Individuals should let their doctor know if they have any kind of infection including an infection that is in only one place of the body (such as an open cut or sore) or an infection that is in the whole body (such as the flu). Having an infection could increase the risk for serious side effects from ORENCIA(R) (abatacept). It is also important for individuals to let their doctor know if they have an infection that won't go away or a history of infections that keep coming back.
People who have had tuberculosis (TB), a positive skin test for TB, recent close contact with someone who has had TB or develop any of the symptoms of TB (a dry cough that doesn't go away, weight loss, fever, night sweats) should call their doctor right away. Before starting treatment with ORENCIA, a doctor may examine the individual for TB or perform a skin test.
In addition, individuals should let their doctor know if they are scheduled to have surgery or any vaccination or have recently received a vaccination. People should inform their doctor if they have a history of chronic obstructive pulmonary (lung) disease (COPD). Taking ORENCIA may cause COPD symptoms to get worse.
People who have diabetes and use a blood glucose monitor to check their sugar levels should tell their doctor. The infusion of ORENCIA contains maltose, a sugar that can give falsely high blood glucose readings with some monitors on the day the infusion is received. The doctor may recommend a different monitor.

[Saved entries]
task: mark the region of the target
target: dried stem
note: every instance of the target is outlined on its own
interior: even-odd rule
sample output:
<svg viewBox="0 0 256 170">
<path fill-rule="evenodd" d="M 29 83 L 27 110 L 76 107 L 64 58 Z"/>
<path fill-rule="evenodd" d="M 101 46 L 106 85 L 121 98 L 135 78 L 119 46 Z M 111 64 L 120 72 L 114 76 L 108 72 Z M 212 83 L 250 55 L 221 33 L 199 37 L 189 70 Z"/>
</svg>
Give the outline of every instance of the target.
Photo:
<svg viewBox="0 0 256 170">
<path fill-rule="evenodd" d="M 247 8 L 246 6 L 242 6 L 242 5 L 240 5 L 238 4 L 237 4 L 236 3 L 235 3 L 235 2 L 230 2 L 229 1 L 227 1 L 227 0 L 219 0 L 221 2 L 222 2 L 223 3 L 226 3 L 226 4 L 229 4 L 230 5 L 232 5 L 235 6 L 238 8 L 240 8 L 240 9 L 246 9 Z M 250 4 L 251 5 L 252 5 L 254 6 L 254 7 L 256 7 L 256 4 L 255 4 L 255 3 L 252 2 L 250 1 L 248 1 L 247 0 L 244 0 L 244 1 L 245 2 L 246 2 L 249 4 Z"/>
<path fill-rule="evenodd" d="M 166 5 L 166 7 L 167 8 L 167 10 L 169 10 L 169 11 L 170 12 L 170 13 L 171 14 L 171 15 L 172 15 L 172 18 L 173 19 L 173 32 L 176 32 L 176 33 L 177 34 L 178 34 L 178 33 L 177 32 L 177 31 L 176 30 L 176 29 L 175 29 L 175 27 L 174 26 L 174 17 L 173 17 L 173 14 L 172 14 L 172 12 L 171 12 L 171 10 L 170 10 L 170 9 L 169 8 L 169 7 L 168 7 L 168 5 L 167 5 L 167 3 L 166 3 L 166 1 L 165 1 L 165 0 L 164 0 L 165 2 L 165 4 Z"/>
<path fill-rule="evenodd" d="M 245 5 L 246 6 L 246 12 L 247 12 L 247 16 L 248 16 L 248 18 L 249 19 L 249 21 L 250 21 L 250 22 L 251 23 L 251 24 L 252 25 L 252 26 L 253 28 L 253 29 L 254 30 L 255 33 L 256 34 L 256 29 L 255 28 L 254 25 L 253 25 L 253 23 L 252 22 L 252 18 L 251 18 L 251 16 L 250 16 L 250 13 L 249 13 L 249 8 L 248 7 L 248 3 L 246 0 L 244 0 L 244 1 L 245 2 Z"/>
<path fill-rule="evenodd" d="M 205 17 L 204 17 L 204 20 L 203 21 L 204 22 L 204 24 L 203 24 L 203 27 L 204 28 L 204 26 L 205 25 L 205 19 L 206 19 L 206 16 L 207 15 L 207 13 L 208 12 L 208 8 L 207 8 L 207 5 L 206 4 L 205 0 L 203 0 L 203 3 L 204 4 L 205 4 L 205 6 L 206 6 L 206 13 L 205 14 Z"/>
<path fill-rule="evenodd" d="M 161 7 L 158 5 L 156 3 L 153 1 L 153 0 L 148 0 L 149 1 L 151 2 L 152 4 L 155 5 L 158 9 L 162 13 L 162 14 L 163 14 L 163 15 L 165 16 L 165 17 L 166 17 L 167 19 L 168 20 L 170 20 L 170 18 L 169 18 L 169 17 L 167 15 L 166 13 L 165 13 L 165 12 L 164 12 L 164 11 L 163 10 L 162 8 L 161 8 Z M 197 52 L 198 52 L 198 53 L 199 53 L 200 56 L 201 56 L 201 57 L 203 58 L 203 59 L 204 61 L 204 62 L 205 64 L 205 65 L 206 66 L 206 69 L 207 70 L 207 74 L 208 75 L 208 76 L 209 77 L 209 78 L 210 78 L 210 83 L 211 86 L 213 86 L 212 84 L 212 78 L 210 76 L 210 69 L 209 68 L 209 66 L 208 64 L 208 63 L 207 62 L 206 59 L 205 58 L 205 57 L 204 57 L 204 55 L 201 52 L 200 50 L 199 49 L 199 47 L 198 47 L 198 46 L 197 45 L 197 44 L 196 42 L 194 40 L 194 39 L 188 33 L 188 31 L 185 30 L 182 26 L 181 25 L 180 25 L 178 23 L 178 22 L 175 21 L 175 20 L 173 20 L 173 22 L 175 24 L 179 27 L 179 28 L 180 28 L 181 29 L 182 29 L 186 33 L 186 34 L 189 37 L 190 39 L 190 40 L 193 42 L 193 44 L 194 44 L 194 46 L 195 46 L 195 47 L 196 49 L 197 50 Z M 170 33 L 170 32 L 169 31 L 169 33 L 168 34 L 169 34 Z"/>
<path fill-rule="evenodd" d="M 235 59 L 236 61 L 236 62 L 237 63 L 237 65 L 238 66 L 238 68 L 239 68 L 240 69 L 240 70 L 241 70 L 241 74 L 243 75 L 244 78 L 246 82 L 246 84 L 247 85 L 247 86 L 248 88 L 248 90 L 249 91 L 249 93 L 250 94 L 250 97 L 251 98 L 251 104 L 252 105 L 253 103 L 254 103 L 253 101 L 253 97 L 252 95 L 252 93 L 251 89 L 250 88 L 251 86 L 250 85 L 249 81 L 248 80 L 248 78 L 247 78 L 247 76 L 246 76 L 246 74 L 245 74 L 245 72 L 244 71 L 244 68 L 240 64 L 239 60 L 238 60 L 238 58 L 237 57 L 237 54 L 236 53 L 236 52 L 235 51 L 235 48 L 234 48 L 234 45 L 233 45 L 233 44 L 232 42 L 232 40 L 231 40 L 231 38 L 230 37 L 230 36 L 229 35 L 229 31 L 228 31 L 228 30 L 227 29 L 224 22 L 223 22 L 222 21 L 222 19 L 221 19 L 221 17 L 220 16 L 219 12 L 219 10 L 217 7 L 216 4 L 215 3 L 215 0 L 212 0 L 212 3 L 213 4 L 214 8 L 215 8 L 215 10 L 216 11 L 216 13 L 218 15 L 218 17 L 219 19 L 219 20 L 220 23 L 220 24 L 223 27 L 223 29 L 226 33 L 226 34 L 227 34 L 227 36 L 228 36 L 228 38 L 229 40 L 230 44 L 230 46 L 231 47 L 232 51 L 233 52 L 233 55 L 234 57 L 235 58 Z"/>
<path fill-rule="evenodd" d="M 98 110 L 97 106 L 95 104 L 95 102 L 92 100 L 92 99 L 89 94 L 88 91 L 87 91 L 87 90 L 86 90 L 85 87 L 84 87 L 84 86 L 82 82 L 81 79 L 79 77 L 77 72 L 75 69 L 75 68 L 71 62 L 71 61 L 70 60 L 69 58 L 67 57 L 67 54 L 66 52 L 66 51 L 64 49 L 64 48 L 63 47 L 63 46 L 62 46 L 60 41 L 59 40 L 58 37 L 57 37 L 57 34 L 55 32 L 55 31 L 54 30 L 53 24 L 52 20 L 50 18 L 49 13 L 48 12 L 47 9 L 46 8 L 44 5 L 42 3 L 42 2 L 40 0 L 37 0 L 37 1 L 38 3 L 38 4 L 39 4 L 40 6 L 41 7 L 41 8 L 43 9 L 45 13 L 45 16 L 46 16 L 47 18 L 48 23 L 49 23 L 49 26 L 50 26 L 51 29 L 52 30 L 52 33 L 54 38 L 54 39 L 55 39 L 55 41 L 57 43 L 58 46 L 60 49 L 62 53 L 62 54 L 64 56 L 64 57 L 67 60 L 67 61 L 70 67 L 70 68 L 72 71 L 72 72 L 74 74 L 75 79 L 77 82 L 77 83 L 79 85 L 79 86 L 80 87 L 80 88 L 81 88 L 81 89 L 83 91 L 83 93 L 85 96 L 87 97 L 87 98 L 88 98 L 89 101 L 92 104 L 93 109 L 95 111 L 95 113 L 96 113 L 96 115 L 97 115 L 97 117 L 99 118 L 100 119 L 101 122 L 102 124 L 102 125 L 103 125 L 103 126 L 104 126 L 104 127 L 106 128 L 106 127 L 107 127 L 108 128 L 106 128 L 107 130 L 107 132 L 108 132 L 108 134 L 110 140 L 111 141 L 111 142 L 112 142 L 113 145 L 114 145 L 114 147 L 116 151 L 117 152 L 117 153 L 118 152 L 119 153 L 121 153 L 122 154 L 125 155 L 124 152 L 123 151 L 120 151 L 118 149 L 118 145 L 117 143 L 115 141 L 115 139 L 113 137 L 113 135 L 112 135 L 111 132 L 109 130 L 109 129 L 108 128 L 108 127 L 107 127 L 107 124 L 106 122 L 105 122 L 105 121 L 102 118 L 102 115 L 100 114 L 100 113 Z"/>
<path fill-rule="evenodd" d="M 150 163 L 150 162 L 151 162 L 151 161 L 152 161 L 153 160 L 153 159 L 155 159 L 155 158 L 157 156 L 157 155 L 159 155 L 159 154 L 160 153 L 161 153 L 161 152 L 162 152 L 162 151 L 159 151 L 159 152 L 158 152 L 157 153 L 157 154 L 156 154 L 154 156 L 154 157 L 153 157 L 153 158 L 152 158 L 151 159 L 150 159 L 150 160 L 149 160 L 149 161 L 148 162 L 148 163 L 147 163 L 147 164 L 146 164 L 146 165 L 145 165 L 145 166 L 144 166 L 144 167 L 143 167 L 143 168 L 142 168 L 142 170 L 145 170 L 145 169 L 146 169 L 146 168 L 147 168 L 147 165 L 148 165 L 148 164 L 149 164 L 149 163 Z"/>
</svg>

CHECK YOUR UNDERSTANDING
1 - Echo the ORENCIA text from "People who have had" to "a skin test.".
2 - According to the ORENCIA text, what sugar does the infusion contain?
3 - Decide whether each statement agrees with the ORENCIA text, answering yes or no and quoting the words that settle it: (a) Taking ORENCIA may worsen COPD symptoms. (b) Before treatment with ORENCIA, a doctor is required to perform a TB skin test. (c) The infusion can cause falsely low blood glucose readings with some monitors.
The saved entries have no connection to the ORENCIA text.

ANSWER SECTION
1 -
People who have had tuberculosis (TB), a positive skin test for TB, recent close contact with someone who has had TB or develop any of the symptoms of TB (a dry cough that doesn't go away, weight loss, fever, night sweats) should call their doctor right away. Before starting treatment with ORENCIA, a doctor may examine the individual for TB or perform a skin test.

2 - The infusion contains maltose.

3 -
(a) Yes: "Taking ORENCIA may cause COPD symptoms to get worse."
(b) No: "a doctor may examine the individual for TB or perform a skin test."
(c) No: "a sugar that can give falsely high blood glucose readings with some monitors"